Data items:

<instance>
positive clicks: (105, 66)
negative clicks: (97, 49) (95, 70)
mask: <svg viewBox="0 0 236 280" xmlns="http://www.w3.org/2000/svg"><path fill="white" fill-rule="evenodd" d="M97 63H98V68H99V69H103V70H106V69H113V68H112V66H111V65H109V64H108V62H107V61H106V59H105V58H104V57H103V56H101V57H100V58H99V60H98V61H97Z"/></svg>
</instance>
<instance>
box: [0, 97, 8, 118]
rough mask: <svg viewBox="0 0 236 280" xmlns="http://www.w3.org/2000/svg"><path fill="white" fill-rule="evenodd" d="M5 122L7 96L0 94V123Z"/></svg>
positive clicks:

--

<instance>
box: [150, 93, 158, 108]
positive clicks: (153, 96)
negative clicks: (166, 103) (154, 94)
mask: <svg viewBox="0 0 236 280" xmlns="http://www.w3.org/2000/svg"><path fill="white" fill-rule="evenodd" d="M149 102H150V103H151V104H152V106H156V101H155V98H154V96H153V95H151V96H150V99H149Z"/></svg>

* * *

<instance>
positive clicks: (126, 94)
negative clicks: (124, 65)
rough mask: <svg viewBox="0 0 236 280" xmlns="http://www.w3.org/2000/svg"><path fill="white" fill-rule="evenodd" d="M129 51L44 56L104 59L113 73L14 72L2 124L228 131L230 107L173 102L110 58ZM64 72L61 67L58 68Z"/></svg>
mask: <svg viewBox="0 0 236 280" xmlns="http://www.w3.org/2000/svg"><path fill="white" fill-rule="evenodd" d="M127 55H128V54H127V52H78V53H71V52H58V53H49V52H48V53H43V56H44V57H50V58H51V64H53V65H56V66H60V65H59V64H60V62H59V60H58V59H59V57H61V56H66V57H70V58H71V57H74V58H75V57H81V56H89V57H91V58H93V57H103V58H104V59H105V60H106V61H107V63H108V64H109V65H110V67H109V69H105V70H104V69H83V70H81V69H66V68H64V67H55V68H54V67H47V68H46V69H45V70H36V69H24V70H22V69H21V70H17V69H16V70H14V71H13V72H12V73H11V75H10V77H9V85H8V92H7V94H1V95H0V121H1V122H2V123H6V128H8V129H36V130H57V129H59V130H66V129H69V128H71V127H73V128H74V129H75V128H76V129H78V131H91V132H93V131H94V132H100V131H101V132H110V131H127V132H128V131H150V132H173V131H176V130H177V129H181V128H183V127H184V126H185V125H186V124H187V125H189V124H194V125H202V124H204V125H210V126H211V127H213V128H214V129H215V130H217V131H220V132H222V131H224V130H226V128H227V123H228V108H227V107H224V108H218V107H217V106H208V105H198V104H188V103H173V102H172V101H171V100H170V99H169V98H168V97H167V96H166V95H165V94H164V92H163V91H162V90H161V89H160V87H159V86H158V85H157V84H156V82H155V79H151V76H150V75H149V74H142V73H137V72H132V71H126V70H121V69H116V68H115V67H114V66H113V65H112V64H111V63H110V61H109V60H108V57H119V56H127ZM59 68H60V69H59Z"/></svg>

— The task —
Among the entries above, find every line holding "positive" and copy it.

— Task response —
positive clicks: (105, 66)
positive clicks:
positive clicks: (153, 96)
positive clicks: (126, 94)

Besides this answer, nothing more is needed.